A poignant and evocative novel of one Greek woman's story of her own - and her nation's - epic struggle in the aftermath of World War II.
Aliki is one of the last of her kind, a lamenter who mourns and celebrates the passing of life. She is part of an evolving Greece, one moving steadily away from its rural traditions. To capture the fading folk art of lamenting, an American researcher asks Aliki to record her laments, but in response, Aliki sings her own story...
It begins in a village in northeast Greece, where Aliki witnesses the occupying Nazi soldiers execute her father for stealing squash. Taken in by her friend Takis's mother, Aliki is joined by a Jewish refugee and her son, Stelios. When the village is torched and its people massacred, Aliki, Takis and Stelios are able to escape just as the war is ending.
Fleeing across the chaotic landscape of a post-war Greece, the three become a makeshift family. They're bound by friendship and grief, but torn apart by betrayal, madness and heartbreak.
Through Aliki's powerful voice, an unforgettable one that blends light and dark with wry humor, My Last Lament delivers a fitting eulogy to a way of life and provides a vivid portrait of a timeless Greek woman, whose story of love and loss is an eternal one.

_Direction a:_ Transcribe the book description from "Aliki is one" down to "war is ending.".
The book description and the entries have no connection to each other.

_Data entries:_
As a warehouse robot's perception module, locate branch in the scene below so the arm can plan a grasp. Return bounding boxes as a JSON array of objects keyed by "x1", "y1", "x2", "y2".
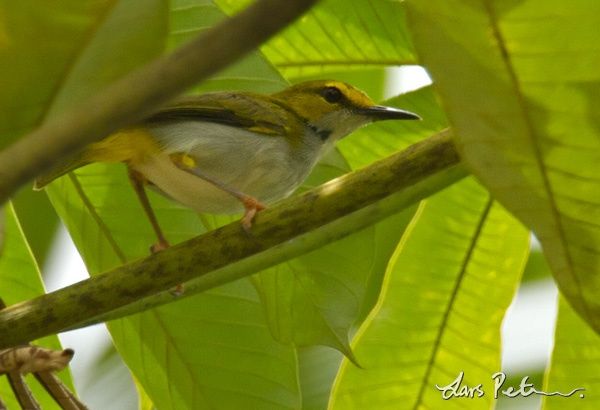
[
  {"x1": 0, "y1": 0, "x2": 317, "y2": 204},
  {"x1": 0, "y1": 131, "x2": 466, "y2": 348}
]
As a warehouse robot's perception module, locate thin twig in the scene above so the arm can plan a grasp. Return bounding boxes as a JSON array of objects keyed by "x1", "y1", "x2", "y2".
[{"x1": 0, "y1": 0, "x2": 317, "y2": 204}]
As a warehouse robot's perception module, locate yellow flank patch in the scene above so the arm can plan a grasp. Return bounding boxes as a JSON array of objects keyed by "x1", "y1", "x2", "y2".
[{"x1": 85, "y1": 128, "x2": 160, "y2": 164}]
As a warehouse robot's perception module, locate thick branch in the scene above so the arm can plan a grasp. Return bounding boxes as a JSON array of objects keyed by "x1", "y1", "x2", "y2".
[
  {"x1": 0, "y1": 131, "x2": 466, "y2": 348},
  {"x1": 0, "y1": 0, "x2": 317, "y2": 204}
]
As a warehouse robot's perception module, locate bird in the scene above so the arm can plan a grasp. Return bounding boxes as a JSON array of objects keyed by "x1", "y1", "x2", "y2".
[{"x1": 34, "y1": 80, "x2": 420, "y2": 252}]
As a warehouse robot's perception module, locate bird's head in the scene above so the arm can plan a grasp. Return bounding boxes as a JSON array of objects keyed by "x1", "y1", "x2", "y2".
[{"x1": 273, "y1": 80, "x2": 420, "y2": 141}]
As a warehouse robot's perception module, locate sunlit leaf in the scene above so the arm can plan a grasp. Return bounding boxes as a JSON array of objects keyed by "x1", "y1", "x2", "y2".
[
  {"x1": 218, "y1": 0, "x2": 415, "y2": 79},
  {"x1": 543, "y1": 298, "x2": 600, "y2": 410},
  {"x1": 330, "y1": 180, "x2": 528, "y2": 409},
  {"x1": 0, "y1": 0, "x2": 114, "y2": 147},
  {"x1": 0, "y1": 204, "x2": 77, "y2": 409},
  {"x1": 39, "y1": 1, "x2": 299, "y2": 408},
  {"x1": 406, "y1": 0, "x2": 600, "y2": 331}
]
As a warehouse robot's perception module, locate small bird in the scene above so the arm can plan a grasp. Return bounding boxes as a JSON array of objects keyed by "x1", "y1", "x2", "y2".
[{"x1": 34, "y1": 80, "x2": 420, "y2": 251}]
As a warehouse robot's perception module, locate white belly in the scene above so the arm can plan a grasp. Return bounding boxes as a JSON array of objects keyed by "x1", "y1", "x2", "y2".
[{"x1": 135, "y1": 121, "x2": 321, "y2": 213}]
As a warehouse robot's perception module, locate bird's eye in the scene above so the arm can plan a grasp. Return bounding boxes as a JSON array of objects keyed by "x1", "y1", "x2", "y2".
[{"x1": 321, "y1": 87, "x2": 343, "y2": 104}]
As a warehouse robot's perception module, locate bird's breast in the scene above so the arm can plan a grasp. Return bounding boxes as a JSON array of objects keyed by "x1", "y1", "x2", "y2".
[{"x1": 135, "y1": 121, "x2": 321, "y2": 213}]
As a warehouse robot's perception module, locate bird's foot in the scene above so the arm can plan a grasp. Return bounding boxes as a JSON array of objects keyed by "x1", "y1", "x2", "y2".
[{"x1": 242, "y1": 196, "x2": 266, "y2": 233}]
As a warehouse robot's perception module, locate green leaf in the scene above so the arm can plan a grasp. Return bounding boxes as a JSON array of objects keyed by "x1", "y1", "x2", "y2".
[
  {"x1": 298, "y1": 346, "x2": 344, "y2": 410},
  {"x1": 0, "y1": 204, "x2": 77, "y2": 409},
  {"x1": 109, "y1": 281, "x2": 300, "y2": 409},
  {"x1": 0, "y1": 0, "x2": 114, "y2": 148},
  {"x1": 330, "y1": 179, "x2": 528, "y2": 409},
  {"x1": 39, "y1": 1, "x2": 300, "y2": 409},
  {"x1": 406, "y1": 0, "x2": 600, "y2": 331},
  {"x1": 543, "y1": 297, "x2": 600, "y2": 410},
  {"x1": 251, "y1": 88, "x2": 446, "y2": 357},
  {"x1": 217, "y1": 0, "x2": 415, "y2": 79},
  {"x1": 259, "y1": 209, "x2": 414, "y2": 357}
]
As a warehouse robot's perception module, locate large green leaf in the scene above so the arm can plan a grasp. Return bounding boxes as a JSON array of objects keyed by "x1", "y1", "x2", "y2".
[
  {"x1": 330, "y1": 179, "x2": 528, "y2": 409},
  {"x1": 218, "y1": 0, "x2": 415, "y2": 79},
  {"x1": 0, "y1": 0, "x2": 114, "y2": 147},
  {"x1": 406, "y1": 0, "x2": 600, "y2": 331},
  {"x1": 544, "y1": 298, "x2": 600, "y2": 410},
  {"x1": 0, "y1": 204, "x2": 77, "y2": 409},
  {"x1": 38, "y1": 1, "x2": 300, "y2": 408}
]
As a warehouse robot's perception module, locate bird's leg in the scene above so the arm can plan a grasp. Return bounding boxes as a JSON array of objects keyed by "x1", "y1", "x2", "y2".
[
  {"x1": 127, "y1": 167, "x2": 169, "y2": 253},
  {"x1": 170, "y1": 153, "x2": 266, "y2": 231}
]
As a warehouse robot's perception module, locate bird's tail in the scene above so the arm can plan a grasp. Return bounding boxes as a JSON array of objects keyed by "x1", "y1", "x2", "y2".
[{"x1": 33, "y1": 127, "x2": 160, "y2": 190}]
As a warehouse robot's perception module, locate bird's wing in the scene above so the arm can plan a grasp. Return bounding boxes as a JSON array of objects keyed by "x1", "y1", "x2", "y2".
[{"x1": 144, "y1": 92, "x2": 301, "y2": 136}]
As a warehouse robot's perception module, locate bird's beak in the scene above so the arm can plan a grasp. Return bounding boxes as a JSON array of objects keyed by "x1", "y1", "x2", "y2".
[{"x1": 358, "y1": 105, "x2": 421, "y2": 121}]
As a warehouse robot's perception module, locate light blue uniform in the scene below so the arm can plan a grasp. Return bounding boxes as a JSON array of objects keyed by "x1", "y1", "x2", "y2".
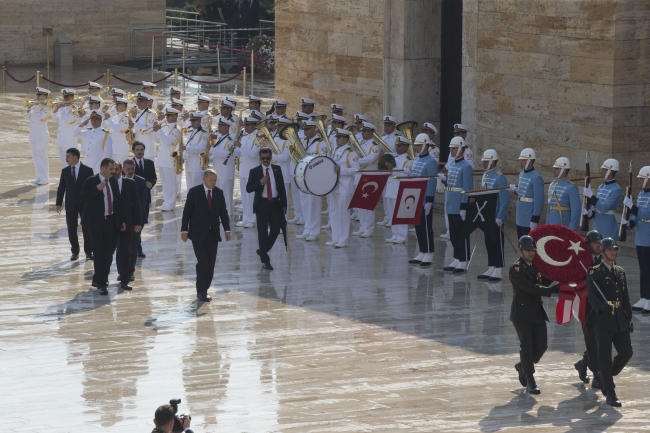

_Direction b:_ Pick out each line of the entries that contains the string "branch".

_Task solution a:_
Aliki is one of the last of her kind, a lamenter who mourns and celebrates the passing of life. She is part of an evolving Greece, one moving steadily away from its rural traditions. To capture the fading folk art of lamenting, an American researcher asks Aliki to record her laments, but in response, Aliki sings her own story...
It begins in a village in northeast Greece, where Aliki witnesses the occupying Nazi soldiers execute her father for stealing squash. Taken in by her friend Takis's mother, Aliki is joined by a Jewish refugee and her son, Stelios. When the village is torched and its people massacred, Aliki, Takis and Stelios are able to escape just as the war is ending.

_Task solution b:_
As a warehouse robot's perception module, locate branch in the scene below so the arm can plan a grasp. Return bounding boxes as a JSON array of objects keyed by "x1", "y1", "x2", "y2".
As a warehouse robot's perception module, locate thick branch in the scene above so the arm can plan a grasp. Return bounding boxes as a JSON array of objects keyed by "x1", "y1", "x2", "y2".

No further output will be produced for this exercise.